- **The input**
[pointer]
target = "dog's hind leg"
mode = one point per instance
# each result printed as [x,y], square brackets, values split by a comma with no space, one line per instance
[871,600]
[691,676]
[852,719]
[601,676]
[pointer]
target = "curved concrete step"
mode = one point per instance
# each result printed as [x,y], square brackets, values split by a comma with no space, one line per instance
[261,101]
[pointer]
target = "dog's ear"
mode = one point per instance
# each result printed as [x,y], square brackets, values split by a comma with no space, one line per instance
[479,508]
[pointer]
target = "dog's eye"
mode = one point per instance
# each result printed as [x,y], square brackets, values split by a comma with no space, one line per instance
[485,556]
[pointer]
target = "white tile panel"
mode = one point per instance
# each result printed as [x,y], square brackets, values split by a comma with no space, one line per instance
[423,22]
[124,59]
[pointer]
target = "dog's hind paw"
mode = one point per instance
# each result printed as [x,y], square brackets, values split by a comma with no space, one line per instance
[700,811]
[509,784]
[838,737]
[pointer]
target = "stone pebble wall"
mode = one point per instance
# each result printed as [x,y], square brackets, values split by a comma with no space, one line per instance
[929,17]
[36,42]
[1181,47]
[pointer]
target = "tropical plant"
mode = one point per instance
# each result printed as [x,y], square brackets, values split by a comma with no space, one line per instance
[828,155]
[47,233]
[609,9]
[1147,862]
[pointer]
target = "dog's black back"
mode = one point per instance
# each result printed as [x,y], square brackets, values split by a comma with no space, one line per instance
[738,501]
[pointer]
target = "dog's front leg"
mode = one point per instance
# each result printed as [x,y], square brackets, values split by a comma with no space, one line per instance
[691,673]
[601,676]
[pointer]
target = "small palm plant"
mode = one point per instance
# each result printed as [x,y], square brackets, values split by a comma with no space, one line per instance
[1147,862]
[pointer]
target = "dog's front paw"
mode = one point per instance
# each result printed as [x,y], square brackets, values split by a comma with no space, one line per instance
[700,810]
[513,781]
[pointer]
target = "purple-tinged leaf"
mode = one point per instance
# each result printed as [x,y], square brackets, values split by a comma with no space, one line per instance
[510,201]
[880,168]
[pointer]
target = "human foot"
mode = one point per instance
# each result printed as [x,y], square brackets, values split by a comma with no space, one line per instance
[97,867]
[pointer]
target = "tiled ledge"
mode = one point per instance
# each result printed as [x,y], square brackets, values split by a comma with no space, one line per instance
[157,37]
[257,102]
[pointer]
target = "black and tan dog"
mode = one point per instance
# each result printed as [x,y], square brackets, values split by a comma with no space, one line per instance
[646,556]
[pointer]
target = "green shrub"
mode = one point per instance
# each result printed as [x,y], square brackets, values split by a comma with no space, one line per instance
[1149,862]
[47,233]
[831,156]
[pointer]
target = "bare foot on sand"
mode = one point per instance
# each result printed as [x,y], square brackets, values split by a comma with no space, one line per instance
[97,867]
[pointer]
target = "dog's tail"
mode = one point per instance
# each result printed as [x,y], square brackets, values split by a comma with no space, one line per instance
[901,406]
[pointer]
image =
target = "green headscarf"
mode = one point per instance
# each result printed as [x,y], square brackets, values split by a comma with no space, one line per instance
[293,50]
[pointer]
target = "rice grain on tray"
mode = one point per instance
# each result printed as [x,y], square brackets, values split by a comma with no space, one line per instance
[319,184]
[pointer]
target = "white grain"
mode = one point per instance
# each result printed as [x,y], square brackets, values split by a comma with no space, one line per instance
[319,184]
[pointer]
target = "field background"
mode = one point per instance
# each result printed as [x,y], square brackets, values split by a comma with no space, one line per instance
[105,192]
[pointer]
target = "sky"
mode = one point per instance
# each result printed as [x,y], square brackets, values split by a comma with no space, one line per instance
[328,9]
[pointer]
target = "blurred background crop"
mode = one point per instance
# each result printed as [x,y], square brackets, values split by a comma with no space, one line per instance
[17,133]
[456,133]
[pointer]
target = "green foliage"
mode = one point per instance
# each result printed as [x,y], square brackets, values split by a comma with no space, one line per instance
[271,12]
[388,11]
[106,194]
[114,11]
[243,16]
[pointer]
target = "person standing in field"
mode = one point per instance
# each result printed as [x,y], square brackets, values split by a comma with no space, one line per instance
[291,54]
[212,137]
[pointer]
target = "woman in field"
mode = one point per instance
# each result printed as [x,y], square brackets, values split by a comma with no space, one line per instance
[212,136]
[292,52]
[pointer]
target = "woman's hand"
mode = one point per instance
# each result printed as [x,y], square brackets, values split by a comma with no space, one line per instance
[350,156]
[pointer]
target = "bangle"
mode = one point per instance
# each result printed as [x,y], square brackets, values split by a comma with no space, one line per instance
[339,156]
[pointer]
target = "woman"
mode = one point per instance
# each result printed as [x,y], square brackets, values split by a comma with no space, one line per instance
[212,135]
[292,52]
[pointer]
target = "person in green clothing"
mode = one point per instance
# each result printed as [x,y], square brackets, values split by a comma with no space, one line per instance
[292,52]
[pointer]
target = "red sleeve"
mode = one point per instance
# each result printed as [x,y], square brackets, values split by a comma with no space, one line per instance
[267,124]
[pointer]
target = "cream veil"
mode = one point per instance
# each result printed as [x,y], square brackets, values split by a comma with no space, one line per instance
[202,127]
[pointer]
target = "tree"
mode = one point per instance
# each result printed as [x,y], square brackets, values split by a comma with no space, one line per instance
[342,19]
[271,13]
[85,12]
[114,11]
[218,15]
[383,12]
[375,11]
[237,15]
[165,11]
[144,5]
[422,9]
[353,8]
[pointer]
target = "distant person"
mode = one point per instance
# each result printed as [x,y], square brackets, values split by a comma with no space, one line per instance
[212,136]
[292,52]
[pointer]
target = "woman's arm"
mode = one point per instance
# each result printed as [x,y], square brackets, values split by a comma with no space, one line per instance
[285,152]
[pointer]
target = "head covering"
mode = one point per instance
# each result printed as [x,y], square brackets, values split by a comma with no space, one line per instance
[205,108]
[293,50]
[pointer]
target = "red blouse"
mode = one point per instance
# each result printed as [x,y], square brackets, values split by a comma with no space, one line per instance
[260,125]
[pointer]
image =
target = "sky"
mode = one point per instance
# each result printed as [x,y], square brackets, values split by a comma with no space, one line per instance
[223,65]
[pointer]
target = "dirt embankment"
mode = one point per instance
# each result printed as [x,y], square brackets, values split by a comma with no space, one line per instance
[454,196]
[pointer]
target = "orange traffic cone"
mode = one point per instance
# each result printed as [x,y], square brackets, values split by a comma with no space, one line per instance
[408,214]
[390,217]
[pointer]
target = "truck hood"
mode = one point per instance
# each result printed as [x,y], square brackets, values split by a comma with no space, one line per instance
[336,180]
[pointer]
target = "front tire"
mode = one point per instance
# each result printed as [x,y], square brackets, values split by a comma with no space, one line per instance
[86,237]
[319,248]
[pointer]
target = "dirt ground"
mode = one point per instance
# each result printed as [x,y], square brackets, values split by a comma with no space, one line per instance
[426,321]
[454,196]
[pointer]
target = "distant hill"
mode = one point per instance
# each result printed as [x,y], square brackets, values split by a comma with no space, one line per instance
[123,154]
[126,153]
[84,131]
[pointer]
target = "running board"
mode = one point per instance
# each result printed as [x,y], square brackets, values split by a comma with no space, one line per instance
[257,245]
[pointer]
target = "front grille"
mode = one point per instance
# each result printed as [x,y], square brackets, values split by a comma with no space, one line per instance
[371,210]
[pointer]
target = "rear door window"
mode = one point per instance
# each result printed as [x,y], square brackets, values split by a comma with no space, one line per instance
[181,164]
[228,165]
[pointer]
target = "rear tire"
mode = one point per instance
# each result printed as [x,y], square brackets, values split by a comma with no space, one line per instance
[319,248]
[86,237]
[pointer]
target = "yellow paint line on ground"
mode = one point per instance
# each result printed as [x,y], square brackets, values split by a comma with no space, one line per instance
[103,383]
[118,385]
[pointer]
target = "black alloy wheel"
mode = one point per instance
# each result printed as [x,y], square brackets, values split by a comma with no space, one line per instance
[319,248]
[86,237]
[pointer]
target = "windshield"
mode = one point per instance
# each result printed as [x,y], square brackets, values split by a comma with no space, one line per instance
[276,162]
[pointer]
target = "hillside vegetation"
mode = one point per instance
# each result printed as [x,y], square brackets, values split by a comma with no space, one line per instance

- **Task details**
Pull each line containing the word "background" out of the data above.

- **Written solution**
target = "field background"
target = "blurred background crop"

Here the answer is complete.